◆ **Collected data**
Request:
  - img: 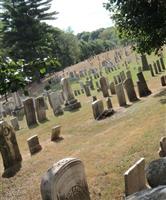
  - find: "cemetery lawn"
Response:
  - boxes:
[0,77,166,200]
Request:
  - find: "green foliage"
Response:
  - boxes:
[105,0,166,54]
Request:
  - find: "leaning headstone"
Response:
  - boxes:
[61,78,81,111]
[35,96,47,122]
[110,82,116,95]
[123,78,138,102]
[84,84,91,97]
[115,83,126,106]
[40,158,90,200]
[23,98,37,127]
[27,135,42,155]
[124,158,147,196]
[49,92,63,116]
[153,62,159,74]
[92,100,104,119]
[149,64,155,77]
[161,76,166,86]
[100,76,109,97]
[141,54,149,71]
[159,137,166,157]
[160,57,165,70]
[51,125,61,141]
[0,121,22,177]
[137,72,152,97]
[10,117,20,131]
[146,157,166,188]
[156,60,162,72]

* * *

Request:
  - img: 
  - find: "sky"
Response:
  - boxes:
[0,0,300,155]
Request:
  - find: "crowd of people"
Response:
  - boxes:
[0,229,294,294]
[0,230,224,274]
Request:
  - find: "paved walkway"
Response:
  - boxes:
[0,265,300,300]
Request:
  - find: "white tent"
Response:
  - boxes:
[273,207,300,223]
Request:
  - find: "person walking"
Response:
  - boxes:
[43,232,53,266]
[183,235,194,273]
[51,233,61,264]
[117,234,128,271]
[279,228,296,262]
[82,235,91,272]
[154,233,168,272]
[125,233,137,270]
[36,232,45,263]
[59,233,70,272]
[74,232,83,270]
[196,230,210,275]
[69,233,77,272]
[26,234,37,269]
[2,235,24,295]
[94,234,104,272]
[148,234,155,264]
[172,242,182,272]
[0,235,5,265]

◆ **What to do**
Gather every line of the rows above that contains the string "find". Case counts when matching.

◆ **Solution for this task**
  - find: "cemetery lawn"
  - find: "green foliage"
  - find: "leaning headstone"
  - find: "sky"
  - find: "crowd of people"
  - find: "paved walkway"
  - find: "white tent"
  - find: "person walking"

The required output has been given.